* [REQUEST]:
Leave out the pictures; transcribe all else exactly.

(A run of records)
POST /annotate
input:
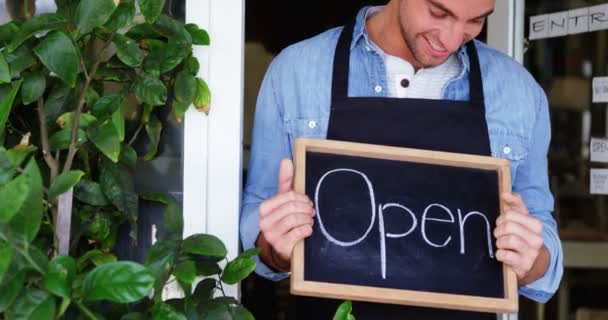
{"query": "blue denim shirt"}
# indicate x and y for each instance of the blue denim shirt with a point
(294, 101)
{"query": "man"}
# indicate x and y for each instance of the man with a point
(457, 95)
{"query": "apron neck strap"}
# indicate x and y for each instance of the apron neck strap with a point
(342, 63)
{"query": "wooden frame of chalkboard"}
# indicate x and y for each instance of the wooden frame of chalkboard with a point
(508, 303)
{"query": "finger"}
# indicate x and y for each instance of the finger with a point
(512, 242)
(273, 203)
(292, 221)
(267, 222)
(285, 176)
(515, 229)
(515, 202)
(292, 238)
(511, 259)
(527, 221)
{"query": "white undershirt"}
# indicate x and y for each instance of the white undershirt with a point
(427, 83)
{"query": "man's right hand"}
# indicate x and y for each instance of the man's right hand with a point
(285, 219)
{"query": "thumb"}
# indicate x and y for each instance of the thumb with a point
(286, 176)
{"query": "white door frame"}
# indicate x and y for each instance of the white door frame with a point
(506, 33)
(213, 144)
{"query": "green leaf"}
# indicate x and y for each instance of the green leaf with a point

* [OUTPUT]:
POST /annotate
input:
{"query": "blue denim shirt"}
# indicate x and y for each instance of the blue denim shirt with a point
(294, 101)
{"query": "man"}
# indicate x and y for each instance of the man with a point
(457, 95)
{"query": "apron neck strap"}
# indicate x and y for each instance of the apron neck strap with a point
(342, 63)
{"query": "wooden frame of chalkboard"}
# indicate x and y for each instance of the wooden frame of chalkboard with a point
(508, 303)
{"query": "finger"}
# indicate x and y for each instance of the finger with a point
(512, 242)
(273, 203)
(292, 221)
(267, 222)
(285, 176)
(515, 229)
(515, 202)
(292, 238)
(511, 259)
(527, 221)
{"query": "white undershirt"}
# indicate x and y for each instance of the white undershirt with a point
(427, 83)
{"query": "man's right hand"}
# indicate x and y for each instance of the man's right hand with a point
(285, 219)
{"query": "thumb"}
# indicate x and y for each instance of the thumb with a point
(286, 176)
{"query": "white door frame"}
# indicate x and y for each instance of the white door frame with a point
(506, 33)
(213, 144)
{"query": "green leaf"}
# indicate x and y for each instance of the green leaf with a point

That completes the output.